## Passage shown
────
Skagen (pronounced Skay-en) is poised on the northernmost tip of Denmark. The headland is one of the largest spits of sand in the world, jutting into the wild North Sea. The light quality of the area is so luminous it has attracted artists for centuries. By the 1880s, a robust community known as the Skagen Painters called the area home, or at least their summer home. All strove to capture the area’s magical quality of light on canvas. One of the most successful was Peder Severin Kroyer (1851-1909).
Today we point a cell phone camera and shoot. Even the lowliest phones have filters to bring our photos to the blue light. But this was a time when painters needed talent and skill to capture the light.
The Skagen Painters were mainly Danish artists. They gathered in the fishing village of Skagen each summer from the late 1870s until the turn of the century. It was a tight-knit group of friends and colleagues coalesced by Michael and Anna Ancher.
Spectacular scenery and quality of light inspired them to paint en plein air in the vein of the French Impressionists. Having broken away from the rigid rules of the Royal Swedish Academy of Arts and the Royal Danish Academy of Fine Arts, their subject matter largely came from daily life in the village.
Fishermen, other local people and beautiful landscapes were favorite topics. Many of their most famous paintings depict their own group gathering for meals, parties, meetings or just walking on the beach.
Peder Severin Kroyer first came to Skagen in 1882. He returned each summer until he made it his full time home in 1889 after marrying Marie Triepcke. By that time he was already known for his paintings of fishermen. His great body of work inspired by Skagen was yet to come.
────
## Task brief
Answer from the passage on the Skagen Painters:
1. Where in Denmark is Skagen located?
2. Which couple drew the group of painters together?
3. In what year did Peder Severin Kroyer make Skagen his full-time home?
Rely only on the text above.
────
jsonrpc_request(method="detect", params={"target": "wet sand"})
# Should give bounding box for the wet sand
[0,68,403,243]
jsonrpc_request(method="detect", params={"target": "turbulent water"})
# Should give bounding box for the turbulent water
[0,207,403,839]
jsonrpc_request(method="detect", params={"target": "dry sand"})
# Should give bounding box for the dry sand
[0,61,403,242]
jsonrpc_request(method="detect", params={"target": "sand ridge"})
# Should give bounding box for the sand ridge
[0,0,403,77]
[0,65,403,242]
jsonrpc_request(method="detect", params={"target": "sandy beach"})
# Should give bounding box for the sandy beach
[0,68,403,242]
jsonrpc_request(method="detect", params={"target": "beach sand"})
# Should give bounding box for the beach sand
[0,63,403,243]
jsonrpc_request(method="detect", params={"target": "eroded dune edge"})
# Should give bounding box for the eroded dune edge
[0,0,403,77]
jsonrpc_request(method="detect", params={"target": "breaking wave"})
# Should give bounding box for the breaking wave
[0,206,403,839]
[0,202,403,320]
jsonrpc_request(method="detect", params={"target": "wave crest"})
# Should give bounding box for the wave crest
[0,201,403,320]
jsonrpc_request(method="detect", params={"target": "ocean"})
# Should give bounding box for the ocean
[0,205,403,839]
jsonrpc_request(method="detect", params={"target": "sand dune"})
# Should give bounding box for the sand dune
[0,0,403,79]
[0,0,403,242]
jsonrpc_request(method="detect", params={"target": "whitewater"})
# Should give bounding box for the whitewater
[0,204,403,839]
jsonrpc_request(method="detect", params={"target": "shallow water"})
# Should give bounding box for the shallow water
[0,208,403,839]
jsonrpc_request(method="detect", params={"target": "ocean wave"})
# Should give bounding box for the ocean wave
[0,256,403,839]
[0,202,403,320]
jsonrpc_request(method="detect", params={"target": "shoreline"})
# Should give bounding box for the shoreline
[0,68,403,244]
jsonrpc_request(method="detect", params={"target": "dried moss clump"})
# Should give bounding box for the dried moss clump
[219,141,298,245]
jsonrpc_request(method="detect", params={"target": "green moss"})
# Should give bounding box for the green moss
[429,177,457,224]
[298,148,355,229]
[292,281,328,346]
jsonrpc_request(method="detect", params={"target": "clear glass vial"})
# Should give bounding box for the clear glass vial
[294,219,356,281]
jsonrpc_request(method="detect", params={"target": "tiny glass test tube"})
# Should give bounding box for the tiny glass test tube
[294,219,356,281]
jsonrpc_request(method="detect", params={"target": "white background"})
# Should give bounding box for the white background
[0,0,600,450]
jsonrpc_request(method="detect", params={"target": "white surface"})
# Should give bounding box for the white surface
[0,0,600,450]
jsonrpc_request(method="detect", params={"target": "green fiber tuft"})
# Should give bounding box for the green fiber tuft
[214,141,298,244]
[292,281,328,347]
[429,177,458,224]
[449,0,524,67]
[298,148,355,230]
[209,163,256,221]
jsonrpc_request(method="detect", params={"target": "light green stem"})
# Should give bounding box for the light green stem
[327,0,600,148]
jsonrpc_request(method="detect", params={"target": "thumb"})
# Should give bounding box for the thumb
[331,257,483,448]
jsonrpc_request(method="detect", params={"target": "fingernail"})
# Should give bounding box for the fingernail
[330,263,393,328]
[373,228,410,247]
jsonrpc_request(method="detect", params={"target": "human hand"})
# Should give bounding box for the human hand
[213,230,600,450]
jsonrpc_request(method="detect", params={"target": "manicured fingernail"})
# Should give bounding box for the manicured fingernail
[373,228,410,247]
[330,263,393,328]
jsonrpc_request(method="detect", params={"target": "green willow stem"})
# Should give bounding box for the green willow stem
────
## Finished task
1. On the northernmost tip of Denmark.
2. Michael and Anna Ancher.
3. 1889.